The article by Nguyen K.Q. [8] demonstrates that Vietnam holds promising wind energy potential, with available land suitable for wind energy development. Despite the environmental, economic, and social benefits associated with wind energy, its exploitation in Vietnam remains limited, primarily due to a lack of strong political will and an effective framework for sustainable development in renewable energy. Therefore, the highest priority lies in establishing renewable energy development goals and implementing necessary measures to achieve them. Two main instruments are proposed: the introduction of feed-in tariffs and the provision of investment incentives.
In the article “Past, Present, and the Unsustainable Future of Hydropower in Vietnam”, written by Gerard Sassges and Alan D. Ziegler [9], the authors clarify the remarkable development of hydropower in recent times. It is noteworthy that Vietnam’s hydropower industry ranks second only to China and Japan in Asia. The development history and operational patterns of 720 hydropower projects in Vietnam are analyzed from both positive and negative environmental perspectives.

Stored items:
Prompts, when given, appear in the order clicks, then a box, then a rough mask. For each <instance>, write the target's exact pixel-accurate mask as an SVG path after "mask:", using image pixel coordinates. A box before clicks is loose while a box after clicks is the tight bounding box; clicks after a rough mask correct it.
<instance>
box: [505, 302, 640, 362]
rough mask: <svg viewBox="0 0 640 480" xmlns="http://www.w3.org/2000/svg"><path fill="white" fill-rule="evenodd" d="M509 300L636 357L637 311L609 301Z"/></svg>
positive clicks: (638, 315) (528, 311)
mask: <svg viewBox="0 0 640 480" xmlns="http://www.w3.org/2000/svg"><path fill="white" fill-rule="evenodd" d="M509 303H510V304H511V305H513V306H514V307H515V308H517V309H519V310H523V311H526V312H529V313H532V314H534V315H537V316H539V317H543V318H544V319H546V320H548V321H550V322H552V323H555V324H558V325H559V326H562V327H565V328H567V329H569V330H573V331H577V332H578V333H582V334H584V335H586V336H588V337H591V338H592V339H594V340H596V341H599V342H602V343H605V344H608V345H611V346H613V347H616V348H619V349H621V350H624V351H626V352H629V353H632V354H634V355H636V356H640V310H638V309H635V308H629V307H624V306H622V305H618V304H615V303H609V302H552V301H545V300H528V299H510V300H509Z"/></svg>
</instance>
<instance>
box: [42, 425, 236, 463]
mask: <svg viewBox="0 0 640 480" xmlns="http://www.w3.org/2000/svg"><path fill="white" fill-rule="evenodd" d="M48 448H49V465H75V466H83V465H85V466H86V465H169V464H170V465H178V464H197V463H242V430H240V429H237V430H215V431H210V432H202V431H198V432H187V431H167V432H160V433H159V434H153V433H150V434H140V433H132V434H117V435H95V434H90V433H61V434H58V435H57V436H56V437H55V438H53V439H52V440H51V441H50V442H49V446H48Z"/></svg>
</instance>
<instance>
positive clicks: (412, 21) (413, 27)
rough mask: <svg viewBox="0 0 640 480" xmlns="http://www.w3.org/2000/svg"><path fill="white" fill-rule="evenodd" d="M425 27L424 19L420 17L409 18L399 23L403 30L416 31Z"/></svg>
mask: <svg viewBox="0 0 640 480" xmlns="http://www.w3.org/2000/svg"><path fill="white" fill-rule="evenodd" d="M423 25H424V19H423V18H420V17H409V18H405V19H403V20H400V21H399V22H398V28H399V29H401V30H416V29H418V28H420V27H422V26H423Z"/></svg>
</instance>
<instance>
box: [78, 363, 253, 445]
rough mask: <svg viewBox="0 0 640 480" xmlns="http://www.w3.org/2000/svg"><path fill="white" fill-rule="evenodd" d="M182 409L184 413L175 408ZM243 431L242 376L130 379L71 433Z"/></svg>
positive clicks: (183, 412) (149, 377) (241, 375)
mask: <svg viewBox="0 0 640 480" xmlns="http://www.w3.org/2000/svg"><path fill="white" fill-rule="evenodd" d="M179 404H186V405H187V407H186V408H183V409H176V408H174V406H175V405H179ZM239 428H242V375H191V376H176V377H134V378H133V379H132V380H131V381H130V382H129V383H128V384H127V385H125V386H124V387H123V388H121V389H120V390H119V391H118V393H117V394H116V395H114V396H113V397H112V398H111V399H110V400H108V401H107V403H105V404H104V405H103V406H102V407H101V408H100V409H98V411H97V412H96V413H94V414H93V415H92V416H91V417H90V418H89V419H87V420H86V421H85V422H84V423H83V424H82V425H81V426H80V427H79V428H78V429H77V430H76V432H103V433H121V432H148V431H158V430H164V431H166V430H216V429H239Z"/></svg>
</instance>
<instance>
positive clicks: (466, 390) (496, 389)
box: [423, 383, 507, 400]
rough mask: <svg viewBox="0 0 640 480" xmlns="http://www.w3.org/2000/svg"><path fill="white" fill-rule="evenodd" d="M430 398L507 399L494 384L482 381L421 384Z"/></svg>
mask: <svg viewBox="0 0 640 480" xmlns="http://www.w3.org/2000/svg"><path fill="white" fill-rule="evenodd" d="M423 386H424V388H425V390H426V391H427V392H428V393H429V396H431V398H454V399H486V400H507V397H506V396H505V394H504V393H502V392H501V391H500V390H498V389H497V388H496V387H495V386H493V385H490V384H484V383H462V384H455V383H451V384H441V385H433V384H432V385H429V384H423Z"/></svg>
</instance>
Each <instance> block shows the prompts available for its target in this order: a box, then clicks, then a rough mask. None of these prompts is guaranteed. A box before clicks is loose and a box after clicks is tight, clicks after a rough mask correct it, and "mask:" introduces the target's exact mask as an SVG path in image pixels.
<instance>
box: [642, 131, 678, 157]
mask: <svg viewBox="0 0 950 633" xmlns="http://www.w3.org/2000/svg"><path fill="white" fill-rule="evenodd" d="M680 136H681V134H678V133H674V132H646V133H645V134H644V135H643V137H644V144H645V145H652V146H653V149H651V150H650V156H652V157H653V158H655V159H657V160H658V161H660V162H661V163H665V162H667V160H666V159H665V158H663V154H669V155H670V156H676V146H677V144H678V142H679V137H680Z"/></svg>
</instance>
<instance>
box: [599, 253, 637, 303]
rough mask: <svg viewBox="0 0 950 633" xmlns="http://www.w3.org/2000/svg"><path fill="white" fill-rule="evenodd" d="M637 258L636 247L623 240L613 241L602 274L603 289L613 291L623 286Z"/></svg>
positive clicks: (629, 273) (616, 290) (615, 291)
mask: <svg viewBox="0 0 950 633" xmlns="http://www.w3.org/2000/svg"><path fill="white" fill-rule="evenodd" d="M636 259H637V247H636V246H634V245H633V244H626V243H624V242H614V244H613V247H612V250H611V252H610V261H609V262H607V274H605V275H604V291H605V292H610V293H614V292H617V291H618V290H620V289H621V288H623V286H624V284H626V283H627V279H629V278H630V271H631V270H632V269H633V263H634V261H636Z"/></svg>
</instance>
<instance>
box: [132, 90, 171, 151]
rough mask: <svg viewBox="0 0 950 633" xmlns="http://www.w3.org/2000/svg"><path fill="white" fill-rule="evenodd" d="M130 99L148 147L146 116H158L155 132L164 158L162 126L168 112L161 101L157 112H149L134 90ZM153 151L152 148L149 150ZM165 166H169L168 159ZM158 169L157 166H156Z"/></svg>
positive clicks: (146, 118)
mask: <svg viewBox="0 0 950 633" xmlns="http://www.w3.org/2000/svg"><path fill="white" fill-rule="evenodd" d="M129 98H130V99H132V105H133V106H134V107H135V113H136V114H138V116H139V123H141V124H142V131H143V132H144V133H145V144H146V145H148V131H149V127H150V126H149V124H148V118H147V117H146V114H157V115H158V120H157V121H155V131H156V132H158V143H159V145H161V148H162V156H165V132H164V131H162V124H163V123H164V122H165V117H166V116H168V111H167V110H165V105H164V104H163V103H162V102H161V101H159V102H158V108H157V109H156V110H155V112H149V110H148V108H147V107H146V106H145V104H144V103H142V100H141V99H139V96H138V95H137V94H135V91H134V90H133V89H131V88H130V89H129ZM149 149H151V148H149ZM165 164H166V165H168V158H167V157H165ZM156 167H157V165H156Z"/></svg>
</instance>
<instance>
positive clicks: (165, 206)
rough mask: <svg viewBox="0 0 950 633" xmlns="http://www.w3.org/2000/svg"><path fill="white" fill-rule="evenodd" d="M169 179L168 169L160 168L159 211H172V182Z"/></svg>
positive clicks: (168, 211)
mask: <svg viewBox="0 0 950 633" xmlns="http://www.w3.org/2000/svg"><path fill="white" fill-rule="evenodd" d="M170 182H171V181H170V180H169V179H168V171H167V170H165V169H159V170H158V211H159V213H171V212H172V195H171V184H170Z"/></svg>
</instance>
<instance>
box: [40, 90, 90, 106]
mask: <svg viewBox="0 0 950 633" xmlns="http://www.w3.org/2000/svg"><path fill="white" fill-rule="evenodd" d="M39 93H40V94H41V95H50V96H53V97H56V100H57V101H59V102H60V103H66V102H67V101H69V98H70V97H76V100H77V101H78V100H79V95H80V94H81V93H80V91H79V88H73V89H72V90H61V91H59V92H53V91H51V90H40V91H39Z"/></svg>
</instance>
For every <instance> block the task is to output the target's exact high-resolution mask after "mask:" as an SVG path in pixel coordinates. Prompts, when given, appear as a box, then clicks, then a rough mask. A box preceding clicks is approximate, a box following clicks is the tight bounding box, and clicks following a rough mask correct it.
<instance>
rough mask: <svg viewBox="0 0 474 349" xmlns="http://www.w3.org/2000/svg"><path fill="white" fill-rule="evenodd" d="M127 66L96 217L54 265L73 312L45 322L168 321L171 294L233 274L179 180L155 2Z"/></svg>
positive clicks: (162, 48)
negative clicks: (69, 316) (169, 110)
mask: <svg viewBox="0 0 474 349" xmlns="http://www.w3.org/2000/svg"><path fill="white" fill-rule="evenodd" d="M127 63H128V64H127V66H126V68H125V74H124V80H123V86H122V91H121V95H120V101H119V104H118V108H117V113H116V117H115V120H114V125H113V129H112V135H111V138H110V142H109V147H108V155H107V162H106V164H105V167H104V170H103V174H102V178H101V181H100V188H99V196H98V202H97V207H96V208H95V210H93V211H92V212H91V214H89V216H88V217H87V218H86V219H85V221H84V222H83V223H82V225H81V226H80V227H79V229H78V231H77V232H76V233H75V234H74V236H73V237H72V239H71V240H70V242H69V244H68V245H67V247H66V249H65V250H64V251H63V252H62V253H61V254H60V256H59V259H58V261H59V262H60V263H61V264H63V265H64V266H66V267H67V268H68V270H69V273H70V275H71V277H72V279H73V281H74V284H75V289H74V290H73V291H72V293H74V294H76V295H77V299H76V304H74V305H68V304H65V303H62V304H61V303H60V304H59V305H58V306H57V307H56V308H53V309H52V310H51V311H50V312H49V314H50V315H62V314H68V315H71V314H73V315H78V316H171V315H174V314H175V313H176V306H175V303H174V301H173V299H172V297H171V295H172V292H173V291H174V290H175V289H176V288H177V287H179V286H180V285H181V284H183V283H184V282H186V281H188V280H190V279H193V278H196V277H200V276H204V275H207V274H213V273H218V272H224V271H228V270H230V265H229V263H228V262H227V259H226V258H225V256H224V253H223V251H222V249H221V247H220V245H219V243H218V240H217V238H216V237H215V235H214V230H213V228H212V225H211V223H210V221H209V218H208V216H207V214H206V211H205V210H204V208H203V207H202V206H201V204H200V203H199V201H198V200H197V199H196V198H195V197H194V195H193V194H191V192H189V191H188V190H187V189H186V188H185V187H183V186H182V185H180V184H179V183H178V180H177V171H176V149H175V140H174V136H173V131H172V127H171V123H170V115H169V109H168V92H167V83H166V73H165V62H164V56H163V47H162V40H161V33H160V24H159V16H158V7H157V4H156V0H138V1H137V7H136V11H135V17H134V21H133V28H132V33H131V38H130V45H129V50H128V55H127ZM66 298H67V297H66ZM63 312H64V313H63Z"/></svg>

* [EXERCISES]
**a.** In the passage on renewable energy in Vietnam, what two main instruments are proposed?
**b.** Echo the passage on renewable energy in Vietnam, starting at "In the article" and ending at "negative environmental perspectives.".

* [ANSWERS PROVIDED]
**a.** Feed-in tariffs and investment incentives.

**b.**
In the article “Past, Present, and the Unsustainable Future of Hydropower in Vietnam”, written by Gerard Sassges and Alan D. Ziegler [9], the authors clarify the remarkable development of hydropower in recent times. It is noteworthy that Vietnam’s hydropower industry ranks second only to China and Japan in Asia. The development history and operational patterns of 720 hydropower projects in Vietnam are analyzed from both positive and negative environmental perspectives.